··· Data to process

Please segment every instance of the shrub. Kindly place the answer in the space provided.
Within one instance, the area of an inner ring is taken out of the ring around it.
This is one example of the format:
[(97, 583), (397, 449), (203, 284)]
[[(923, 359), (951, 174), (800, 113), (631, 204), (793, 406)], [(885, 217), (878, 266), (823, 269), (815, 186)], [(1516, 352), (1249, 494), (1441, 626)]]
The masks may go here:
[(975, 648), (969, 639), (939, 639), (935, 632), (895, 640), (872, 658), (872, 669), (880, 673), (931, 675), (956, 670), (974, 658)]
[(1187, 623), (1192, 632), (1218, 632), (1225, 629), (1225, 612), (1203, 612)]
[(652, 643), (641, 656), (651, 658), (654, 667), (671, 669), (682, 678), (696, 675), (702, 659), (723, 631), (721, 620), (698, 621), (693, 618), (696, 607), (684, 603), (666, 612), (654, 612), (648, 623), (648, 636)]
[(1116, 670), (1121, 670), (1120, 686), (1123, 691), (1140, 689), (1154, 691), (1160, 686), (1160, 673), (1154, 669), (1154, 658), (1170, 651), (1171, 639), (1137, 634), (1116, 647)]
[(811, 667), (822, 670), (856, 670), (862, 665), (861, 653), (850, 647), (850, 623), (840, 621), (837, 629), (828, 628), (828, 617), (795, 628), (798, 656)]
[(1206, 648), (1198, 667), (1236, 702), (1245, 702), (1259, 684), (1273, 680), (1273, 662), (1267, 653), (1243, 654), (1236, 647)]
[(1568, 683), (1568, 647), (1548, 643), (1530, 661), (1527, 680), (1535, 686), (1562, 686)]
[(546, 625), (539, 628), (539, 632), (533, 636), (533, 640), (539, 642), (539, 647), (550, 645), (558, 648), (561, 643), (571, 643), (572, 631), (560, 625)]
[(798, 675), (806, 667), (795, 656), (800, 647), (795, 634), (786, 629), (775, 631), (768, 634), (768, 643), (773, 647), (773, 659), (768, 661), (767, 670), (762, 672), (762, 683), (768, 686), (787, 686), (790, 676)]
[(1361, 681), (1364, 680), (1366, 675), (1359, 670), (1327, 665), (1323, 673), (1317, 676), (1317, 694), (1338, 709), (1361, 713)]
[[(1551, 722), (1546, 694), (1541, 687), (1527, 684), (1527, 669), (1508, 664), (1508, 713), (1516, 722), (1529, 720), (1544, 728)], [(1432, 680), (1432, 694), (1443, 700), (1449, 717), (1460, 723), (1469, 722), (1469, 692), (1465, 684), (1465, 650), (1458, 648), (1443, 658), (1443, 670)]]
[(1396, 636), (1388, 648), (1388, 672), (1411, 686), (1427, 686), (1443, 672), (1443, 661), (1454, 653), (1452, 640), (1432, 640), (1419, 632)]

······

Prompt: Recast the data above as a Markdown table with the columns "Row" and "Data line". Start at the first line and go on through the line containing "[(97, 583), (397, 449), (203, 284)]", with one numbered row per line and blank lines left out.

Expected output:
| Row | Data line |
|---|---|
| 1 | Please segment every instance of the shrub. Kindly place the answer in the space provided. |
| 2 | Within one instance, the area of an inner ring is taken out of the ring around it. |
| 3 | This is one example of the format: |
| 4 | [(97, 583), (397, 449), (203, 284)] |